Dataset excerpt:
##########

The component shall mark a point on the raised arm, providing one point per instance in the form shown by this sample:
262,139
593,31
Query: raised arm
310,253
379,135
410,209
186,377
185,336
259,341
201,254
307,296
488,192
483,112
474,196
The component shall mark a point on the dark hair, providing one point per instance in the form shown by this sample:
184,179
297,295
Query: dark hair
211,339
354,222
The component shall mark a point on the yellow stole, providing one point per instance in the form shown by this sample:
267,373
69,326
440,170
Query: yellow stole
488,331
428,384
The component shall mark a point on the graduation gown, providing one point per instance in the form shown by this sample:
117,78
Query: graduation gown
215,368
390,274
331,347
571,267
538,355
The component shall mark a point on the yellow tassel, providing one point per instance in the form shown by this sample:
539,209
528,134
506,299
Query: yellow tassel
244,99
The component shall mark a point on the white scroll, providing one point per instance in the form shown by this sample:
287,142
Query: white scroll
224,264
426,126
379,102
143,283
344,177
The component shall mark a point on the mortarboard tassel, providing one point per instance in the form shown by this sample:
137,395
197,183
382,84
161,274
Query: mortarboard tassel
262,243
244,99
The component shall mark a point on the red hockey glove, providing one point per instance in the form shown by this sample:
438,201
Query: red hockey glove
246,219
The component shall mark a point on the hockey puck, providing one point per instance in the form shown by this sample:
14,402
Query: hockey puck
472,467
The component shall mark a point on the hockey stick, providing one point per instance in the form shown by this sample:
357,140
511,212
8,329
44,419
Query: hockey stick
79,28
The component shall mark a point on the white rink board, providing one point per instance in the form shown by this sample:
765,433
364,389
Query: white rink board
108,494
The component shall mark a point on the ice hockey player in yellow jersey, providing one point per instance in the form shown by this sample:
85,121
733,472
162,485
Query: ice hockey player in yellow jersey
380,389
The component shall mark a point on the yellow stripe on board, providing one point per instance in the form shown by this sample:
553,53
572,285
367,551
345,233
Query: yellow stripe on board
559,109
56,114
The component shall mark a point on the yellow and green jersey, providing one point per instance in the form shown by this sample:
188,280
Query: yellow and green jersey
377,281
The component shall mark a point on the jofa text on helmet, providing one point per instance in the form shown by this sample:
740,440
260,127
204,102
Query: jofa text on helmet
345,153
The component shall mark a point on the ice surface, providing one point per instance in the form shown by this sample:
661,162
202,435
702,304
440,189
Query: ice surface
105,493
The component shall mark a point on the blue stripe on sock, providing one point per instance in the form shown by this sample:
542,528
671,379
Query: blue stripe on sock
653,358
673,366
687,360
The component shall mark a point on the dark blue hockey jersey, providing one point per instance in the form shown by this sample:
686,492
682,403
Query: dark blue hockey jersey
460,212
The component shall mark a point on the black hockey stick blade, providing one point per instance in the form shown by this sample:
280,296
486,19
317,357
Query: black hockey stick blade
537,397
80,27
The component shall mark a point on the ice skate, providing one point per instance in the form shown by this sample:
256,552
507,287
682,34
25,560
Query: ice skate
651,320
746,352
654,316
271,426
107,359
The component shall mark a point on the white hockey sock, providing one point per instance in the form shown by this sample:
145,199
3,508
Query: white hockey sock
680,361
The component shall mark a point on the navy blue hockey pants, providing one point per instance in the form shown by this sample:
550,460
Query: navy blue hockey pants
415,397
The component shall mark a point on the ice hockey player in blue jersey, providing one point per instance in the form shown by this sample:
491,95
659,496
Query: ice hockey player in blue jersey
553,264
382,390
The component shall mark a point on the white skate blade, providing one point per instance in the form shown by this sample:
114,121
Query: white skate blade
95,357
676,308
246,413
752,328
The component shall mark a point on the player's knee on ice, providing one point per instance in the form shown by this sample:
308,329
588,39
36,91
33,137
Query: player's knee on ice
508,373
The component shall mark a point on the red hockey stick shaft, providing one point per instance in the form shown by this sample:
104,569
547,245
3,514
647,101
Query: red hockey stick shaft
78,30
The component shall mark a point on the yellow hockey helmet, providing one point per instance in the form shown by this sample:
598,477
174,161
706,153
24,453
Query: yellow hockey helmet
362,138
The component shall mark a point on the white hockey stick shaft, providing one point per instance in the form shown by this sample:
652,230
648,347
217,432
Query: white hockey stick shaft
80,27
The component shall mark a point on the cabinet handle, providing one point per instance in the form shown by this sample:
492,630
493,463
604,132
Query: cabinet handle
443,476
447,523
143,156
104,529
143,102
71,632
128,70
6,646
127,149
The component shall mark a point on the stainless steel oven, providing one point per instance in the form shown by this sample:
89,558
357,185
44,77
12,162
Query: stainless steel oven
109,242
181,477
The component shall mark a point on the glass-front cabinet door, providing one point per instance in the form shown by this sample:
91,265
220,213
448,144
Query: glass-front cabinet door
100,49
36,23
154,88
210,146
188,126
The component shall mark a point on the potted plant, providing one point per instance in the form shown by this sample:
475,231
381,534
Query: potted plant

##########

Present every line of the dataset excerpt entries above as a numbered list, dropping any blank lines.

■ **Completed task**
1. The component shall mark a point on the raised arm, providing one point per instance in the form shown by this sample:
2. 262,139
3. 593,31
4. Query: raised arm
5. 310,253
6. 379,135
7. 410,209
8. 186,377
9. 185,336
10. 259,341
11. 201,254
12. 307,296
13. 488,192
14. 483,112
15. 474,196
16. The component shall mark a point on the dark hair, providing one point per instance in the form shown by this sample:
17. 184,179
18. 297,295
19. Query: dark hair
20. 211,339
21. 354,222
22. The component shall mark a point on the yellow stole, providing one point per instance in the form shown by this sample:
23. 267,373
24. 69,326
25. 440,170
26. Query: yellow stole
27. 488,331
28. 428,384
29. The component shall mark a point on the graduation gown, providing one point per instance in the form shown by this sample:
30. 117,78
31. Query: graduation gown
32. 215,368
33. 390,274
34. 331,347
35. 571,267
36. 538,355
37. The component shall mark a point on the yellow tassel, providing one point per instance in the form shown by this sample:
38. 539,209
39. 528,134
40. 506,299
41. Query: yellow tassel
42. 244,99
43. The component shall mark a point on the white scroll, providing one point per instance in the form shown by this sample:
44. 287,142
45. Query: white scroll
46. 224,264
47. 426,126
48. 379,102
49. 143,283
50. 344,177
51. The component shall mark a point on the mortarboard tassel, providing one point per instance in the form shown by this sample:
52. 137,395
53. 197,183
54. 382,84
55. 161,274
56. Query: mortarboard tassel
57. 262,243
58. 244,99
59. The component shall mark a point on the red hockey glove, providing one point per instance in the form shown by this sample:
60. 438,201
61. Query: red hockey glove
62. 246,219
63. The component shall mark a point on the hockey puck, providing one point per instance in the form shown by this sample:
64. 14,402
65. Query: hockey puck
66. 472,467
67. The component shall mark a point on the hockey stick, providing one point per instance in the form shown by this sample:
68. 357,140
69. 511,212
70. 8,329
71. 44,419
72. Query: hockey stick
73. 79,28
74. The component shall mark a point on the white rink board, providing one point per instance in the form shown by this sample:
75. 765,433
76. 364,389
77. Query: white rink board
78. 108,494
79. The component shall mark a point on the ice hockey player in yellow jersey, providing one point per instance in the form shown by this sample:
80. 85,121
81. 733,472
82. 162,485
83. Query: ice hockey player in yellow jersey
84. 380,389
85. The component shall mark a point on the yellow stripe on board, providing one point per instance in the form shown by this sample:
86. 553,53
87. 572,285
88. 367,551
89. 345,233
90. Query: yellow stripe on board
91. 559,109
92. 56,114
93. The component shall mark a point on the yellow and green jersey, providing one point per instance in the form shown by this sample:
94. 188,280
95. Query: yellow and green jersey
96. 377,281
97. The component shall mark a point on the jofa text on helmet, providing one point per instance in the form shown by this sample:
98. 740,440
99. 260,127
100. 204,102
101. Query: jofa text on helmet
102. 345,153
103. The component shall mark a point on the ice surface, providing one point per instance in the form shown by this sample:
104. 661,162
105. 202,435
106. 702,304
107. 440,189
108. Query: ice surface
109. 105,493
110. The component shall mark a point on the blue stripe on sock, providing one point per instance in the form shown by this sample:
111. 542,528
112. 671,379
113. Query: blue stripe on sock
114. 653,358
115. 673,366
116. 687,360
117. The component shall mark a point on the dark blue hockey jersey, providing one point per instance in the form shown by this sample:
118. 686,492
119. 682,403
120. Query: dark blue hockey jersey
121. 460,212
122. The component shall mark a point on the black hockey stick blade, providing one point per instance in the form shown by this sample:
123. 280,296
124. 486,19
125. 317,357
126. Query: black hockey stick blade
127. 537,397
128. 80,27
129. The component shall mark a point on the ice skate, providing one point per instance in the form shown by this sample:
130. 256,552
131. 507,287
132. 682,34
133. 25,560
134. Query: ice skate
135. 651,320
136. 746,352
137. 654,316
138. 271,426
139. 107,359
140. The component shall mark a point on the white hockey sock, providing one point per instance in the form shown by this sample:
141. 145,199
142. 3,508
143. Query: white hockey sock
144. 680,361
145. The component shall mark a point on the navy blue hockey pants, providing one point per instance in the form shown by this sample:
146. 550,460
147. Query: navy blue hockey pants
148. 415,397
149. The component shall mark a point on the ice hockey player in blue jersey, providing one point per instance in the form shown by this sample:
150. 491,95
151. 659,496
152. Query: ice hockey player in blue jersey
153. 553,264
154. 382,390
155. The component shall mark a point on the white skate blade, providing one point per instance in the form shown by this sample:
156. 114,121
157. Query: white skate blade
158. 95,357
159. 676,308
160. 246,413
161. 752,328
162. The component shall mark a point on the player's knee on ice, providing one point per instance in the form shown by this sample:
163. 308,329
164. 588,39
165. 36,91
166. 33,137
167. Query: player's knee on ice
168. 508,373
169. The component shall mark a point on the red hockey stick shaft, providing one point per instance in the form shown by this sample:
170. 104,569
171. 547,245
172. 3,514
173. 647,101
174. Query: red hockey stick shaft
175. 78,30
176. The component shall mark a point on the yellow hockey helmet, providing one point per instance in the form shown by this sample:
177. 598,477
178. 174,161
179. 706,153
180. 24,453
181. Query: yellow hockey helmet
182. 362,138
183. The component shall mark a point on the white hockey stick shaft, providing one point per instance in the form shown by this sample:
184. 652,230
185. 648,347
186. 217,432
187. Query: white hockey stick shaft
188. 80,27
189. The component shall mark a point on the cabinet handle, providing one point per instance in the form shown by this sample:
190. 492,630
191. 493,463
192. 604,132
193. Query: cabinet handle
194. 443,476
195. 447,523
196. 143,156
197. 104,529
198. 143,102
199. 71,632
200. 128,70
201. 6,646
202. 127,149
203. The component shall mark a point on the stainless steel oven, providing one point per instance in the form shown by this sample:
204. 89,558
205. 357,185
206. 44,77
207. 12,162
208. Query: stainless steel oven
209. 109,242
210. 181,477
211. The component shall mark a point on the glass-front cabinet door, providing one point per instance in the form shown by this sample:
212. 91,265
213. 220,213
214. 448,144
215. Query: glass-front cabinet door
216. 100,49
217. 36,23
218. 154,88
219. 210,146
220. 188,126
221. The component shall mark a point on the potted plant, providing one point per instance in the form shown by this sample:
222. 475,231
223. 381,534
224. Query: potted plant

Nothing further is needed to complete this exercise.